* Exercise objective *
Scan the entries line by line and return those with "woman".

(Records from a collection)
┄┄┄┄┄┄┄┄┄┄

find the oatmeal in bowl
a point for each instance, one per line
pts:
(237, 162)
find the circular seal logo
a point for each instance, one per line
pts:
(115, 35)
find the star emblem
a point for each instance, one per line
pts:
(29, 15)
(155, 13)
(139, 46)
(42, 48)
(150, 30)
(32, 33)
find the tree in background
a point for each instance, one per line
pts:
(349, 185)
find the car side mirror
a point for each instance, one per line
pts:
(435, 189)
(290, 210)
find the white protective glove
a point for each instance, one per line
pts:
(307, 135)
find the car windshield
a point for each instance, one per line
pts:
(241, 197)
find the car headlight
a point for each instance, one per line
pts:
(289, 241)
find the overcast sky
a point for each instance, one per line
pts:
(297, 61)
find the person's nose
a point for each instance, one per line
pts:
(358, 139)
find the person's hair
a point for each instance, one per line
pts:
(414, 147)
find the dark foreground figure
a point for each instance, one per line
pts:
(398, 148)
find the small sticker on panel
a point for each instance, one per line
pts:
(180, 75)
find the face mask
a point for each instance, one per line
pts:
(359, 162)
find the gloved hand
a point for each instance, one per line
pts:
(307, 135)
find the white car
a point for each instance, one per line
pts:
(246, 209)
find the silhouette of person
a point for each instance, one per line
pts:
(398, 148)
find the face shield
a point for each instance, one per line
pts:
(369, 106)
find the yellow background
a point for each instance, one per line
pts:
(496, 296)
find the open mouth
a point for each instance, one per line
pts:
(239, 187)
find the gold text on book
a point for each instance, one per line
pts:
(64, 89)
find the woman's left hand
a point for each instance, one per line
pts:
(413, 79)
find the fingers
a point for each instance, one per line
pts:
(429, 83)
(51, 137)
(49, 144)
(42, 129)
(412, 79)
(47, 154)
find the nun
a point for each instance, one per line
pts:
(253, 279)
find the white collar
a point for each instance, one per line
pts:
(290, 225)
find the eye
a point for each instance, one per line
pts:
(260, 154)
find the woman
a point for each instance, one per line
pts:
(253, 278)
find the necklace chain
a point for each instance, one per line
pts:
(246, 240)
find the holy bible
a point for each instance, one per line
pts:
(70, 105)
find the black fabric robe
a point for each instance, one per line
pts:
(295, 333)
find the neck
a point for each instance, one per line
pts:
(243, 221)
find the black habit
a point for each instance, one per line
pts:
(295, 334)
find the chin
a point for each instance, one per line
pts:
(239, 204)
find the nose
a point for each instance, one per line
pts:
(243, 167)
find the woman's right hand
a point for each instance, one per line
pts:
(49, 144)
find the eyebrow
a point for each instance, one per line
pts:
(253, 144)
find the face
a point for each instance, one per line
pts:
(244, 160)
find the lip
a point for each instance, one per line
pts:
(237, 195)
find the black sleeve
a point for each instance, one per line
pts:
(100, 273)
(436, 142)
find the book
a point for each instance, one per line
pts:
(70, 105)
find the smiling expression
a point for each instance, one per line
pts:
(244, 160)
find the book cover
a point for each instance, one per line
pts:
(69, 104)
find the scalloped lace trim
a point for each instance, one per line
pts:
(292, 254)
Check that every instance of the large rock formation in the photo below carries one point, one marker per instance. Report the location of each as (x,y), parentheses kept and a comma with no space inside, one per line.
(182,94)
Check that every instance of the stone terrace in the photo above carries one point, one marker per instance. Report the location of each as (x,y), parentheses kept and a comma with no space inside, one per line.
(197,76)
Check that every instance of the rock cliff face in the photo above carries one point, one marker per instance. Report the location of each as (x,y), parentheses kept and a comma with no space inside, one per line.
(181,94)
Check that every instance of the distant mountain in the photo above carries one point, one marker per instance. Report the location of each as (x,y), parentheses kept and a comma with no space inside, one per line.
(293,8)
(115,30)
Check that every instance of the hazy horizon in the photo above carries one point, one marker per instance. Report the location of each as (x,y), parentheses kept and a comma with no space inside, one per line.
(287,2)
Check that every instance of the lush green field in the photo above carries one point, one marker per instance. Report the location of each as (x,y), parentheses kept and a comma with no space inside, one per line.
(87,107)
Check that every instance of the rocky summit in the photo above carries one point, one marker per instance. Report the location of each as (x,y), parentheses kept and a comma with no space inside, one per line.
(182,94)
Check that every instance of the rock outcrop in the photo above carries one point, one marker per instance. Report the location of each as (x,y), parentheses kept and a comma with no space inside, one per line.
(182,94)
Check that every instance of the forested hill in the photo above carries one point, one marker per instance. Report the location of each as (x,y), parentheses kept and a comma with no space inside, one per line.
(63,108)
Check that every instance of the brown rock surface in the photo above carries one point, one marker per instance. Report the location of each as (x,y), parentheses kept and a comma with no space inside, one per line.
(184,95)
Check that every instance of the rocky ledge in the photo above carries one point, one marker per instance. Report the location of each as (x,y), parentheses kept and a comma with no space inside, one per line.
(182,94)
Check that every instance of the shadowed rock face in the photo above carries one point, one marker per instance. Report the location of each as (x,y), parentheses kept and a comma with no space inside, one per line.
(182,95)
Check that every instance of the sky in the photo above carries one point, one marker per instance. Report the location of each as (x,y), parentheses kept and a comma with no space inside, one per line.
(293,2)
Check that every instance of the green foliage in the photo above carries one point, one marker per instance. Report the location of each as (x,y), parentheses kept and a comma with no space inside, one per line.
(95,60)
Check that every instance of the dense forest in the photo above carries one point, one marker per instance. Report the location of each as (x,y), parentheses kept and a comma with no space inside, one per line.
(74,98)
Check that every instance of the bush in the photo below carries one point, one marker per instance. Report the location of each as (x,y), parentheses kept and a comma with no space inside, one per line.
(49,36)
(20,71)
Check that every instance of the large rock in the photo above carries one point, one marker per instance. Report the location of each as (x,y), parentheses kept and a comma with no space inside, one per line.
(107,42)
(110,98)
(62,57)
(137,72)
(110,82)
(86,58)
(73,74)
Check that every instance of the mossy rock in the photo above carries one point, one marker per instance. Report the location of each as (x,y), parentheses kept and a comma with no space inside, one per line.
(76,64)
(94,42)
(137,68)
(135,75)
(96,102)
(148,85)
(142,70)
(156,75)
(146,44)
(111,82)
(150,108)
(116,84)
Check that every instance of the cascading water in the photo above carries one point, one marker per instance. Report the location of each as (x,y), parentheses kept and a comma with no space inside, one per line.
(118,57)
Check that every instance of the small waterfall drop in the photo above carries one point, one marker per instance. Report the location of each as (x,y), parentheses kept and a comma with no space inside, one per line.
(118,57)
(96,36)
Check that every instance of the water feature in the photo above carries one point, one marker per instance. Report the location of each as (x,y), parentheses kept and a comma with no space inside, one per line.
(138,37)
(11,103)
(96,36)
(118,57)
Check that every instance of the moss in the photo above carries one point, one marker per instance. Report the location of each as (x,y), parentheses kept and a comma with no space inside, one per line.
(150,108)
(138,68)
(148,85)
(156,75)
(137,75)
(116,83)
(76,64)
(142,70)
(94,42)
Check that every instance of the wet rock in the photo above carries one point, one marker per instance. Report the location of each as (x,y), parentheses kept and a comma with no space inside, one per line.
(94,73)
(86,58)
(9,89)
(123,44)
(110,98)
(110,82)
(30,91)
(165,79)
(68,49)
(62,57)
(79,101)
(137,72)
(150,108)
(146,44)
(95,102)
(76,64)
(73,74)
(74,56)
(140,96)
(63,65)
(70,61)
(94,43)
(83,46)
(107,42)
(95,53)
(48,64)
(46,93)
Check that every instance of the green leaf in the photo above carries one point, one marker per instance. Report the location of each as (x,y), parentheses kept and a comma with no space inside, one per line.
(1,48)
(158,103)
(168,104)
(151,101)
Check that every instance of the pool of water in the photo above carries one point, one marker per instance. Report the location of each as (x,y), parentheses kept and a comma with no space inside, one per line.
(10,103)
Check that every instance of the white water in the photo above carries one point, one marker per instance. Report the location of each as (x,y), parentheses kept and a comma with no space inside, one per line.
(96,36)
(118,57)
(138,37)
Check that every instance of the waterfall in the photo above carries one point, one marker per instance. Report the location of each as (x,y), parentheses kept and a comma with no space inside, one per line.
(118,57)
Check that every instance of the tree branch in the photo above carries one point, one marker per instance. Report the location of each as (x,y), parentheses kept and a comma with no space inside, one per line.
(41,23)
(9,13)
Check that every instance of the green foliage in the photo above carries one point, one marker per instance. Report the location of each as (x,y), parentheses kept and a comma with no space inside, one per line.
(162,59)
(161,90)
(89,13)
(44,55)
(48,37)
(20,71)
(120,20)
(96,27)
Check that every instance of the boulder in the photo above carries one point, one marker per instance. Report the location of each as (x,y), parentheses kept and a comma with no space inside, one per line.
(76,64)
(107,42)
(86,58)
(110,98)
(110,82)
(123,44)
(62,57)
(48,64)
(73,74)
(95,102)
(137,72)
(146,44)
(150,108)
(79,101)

┄┄┄┄┄┄┄┄┄┄

* Reply to the exercise *
find the woman's left hand
find the woman
find the woman's right hand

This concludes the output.